(TASK DIRECTIONS) Rewrite all of the material below, putting "lectern" wherever "podium" appears and leaving everything else unchanged.

(MATERIAL FOR THIS EXERCISE)
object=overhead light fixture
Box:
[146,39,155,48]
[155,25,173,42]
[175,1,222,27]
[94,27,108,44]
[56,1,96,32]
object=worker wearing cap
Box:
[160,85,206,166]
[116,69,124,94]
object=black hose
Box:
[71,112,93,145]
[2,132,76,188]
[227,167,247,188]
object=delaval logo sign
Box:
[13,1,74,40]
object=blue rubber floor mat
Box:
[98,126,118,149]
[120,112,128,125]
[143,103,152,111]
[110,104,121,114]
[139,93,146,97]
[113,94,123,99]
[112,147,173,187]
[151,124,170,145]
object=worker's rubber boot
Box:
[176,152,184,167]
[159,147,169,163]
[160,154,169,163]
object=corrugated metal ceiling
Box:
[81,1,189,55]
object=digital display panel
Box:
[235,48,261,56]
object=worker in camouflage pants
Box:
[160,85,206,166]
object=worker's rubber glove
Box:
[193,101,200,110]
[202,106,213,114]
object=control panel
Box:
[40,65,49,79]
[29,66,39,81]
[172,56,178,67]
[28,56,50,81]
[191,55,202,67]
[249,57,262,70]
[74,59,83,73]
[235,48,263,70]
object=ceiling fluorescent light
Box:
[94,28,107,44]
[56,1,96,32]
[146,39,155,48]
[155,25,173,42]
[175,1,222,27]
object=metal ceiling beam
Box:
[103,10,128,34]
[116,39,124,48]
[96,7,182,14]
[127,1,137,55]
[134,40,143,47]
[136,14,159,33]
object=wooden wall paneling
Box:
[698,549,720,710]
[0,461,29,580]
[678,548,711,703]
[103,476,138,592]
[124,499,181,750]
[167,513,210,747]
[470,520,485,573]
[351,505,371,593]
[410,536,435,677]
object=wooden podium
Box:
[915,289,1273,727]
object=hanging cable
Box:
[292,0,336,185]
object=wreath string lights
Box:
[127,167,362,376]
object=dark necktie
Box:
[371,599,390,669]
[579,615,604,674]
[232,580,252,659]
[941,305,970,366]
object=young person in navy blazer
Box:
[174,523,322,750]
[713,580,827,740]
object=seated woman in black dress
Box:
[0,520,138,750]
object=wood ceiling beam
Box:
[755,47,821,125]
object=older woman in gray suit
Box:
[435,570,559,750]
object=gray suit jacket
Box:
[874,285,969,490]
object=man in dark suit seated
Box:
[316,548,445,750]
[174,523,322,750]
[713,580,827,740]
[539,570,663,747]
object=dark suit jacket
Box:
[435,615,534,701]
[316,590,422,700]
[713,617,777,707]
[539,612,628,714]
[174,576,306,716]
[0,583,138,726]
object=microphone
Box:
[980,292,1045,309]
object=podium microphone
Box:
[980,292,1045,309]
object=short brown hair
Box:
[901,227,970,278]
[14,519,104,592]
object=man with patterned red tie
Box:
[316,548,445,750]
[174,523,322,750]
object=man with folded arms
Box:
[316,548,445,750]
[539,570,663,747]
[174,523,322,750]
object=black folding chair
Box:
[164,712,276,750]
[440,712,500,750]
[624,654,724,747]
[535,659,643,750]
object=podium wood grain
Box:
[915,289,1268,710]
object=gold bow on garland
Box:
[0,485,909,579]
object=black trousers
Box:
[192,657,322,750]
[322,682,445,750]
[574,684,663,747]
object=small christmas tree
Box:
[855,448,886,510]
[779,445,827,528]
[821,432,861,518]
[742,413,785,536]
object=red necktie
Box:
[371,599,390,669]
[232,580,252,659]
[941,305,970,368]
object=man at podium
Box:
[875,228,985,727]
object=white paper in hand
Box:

(SOLVED PROBLEM)
object=overhead light fixture
Box:
[146,39,155,48]
[155,25,173,42]
[175,1,222,27]
[94,27,108,44]
[56,1,96,32]
object=worker wearing cap
Box:
[160,85,206,166]
[116,69,124,94]
object=black hose
Box:
[71,112,93,145]
[2,132,76,188]
[227,167,247,188]
object=delaval logo sign
Box:
[13,1,74,40]
object=blue rubber floor mat
Box:
[98,126,118,149]
[120,112,128,125]
[143,103,152,111]
[110,104,121,114]
[139,93,146,97]
[113,94,123,99]
[112,147,173,187]
[151,124,170,145]
object=worker's rubber boot
Box:
[176,152,184,167]
[159,147,169,163]
[160,154,169,163]
object=corrugated metal ceiling
Box:
[81,1,189,55]
object=digital display panel
Box:
[235,48,261,56]
object=worker in camouflage pants
Box:
[160,85,206,166]
object=worker's rubber glove
Box:
[193,101,200,110]
[202,106,213,114]
object=control panel
Box:
[40,65,49,79]
[29,66,39,81]
[172,56,178,67]
[28,56,50,81]
[191,55,202,67]
[249,57,262,70]
[74,59,83,73]
[235,48,263,70]
object=ceiling fluorescent light
Box:
[94,28,107,44]
[56,1,96,32]
[146,39,155,48]
[155,25,173,42]
[175,1,222,27]
object=metal ceiling beam
Box:
[103,10,128,34]
[116,39,124,48]
[96,7,182,14]
[127,1,137,55]
[134,40,143,47]
[136,14,159,33]
object=wooden wall paneling
Box:
[698,549,720,710]
[0,461,29,580]
[678,548,711,703]
[103,476,138,592]
[124,499,181,750]
[167,513,210,747]
[470,520,485,573]
[351,505,371,593]
[410,536,435,677]
object=wooden lectern
Box:
[915,289,1273,727]
object=hanging cable
Box:
[292,0,336,185]
object=wreath string lights
Box:
[127,167,362,376]
object=dark necktie
Box:
[371,599,390,669]
[579,615,604,674]
[232,580,252,659]
[941,305,970,366]
object=young person in navy blazer
Box:
[174,523,322,750]
[713,580,827,740]
object=seated woman in black dress
Box:
[0,520,138,750]
object=wood ceiling beam
Box:
[755,47,821,125]
object=older woman in gray suit
Box:
[435,570,559,750]
object=gray suit jacket
Box:
[874,285,969,490]
object=man in dark suit seated
Box:
[316,548,445,750]
[174,523,322,750]
[713,580,827,740]
[539,570,663,747]
object=dark suit jacket
Box:
[435,615,534,701]
[316,590,422,700]
[713,617,777,707]
[539,612,628,714]
[174,576,306,716]
[0,583,138,726]
object=microphone
Box:
[980,292,1045,309]
object=lectern microphone
Box:
[980,292,1045,309]
object=short brown hair
Box:
[901,227,970,278]
[14,519,104,592]
object=man with patterned red tie
Box:
[316,548,445,750]
[174,523,322,750]
object=man with folded arms
Box:
[316,548,445,750]
[539,570,663,747]
[174,523,322,750]
object=black folding chair
Box:
[164,712,276,750]
[440,712,500,750]
[624,654,724,747]
[535,659,643,750]
object=lectern wood grain
Box:
[915,289,1268,710]
object=gold bow on garland
Box:
[0,485,909,579]
object=black trousers
Box:
[192,657,322,750]
[322,682,445,750]
[574,684,663,747]
object=small christmas tree
Box:
[855,448,886,510]
[779,445,827,528]
[821,432,861,518]
[742,413,785,536]
object=red necktie
Box:
[371,599,390,669]
[232,580,252,659]
[941,305,970,368]
object=man at lectern
Box:
[875,228,985,727]
object=white paper in hand
Box:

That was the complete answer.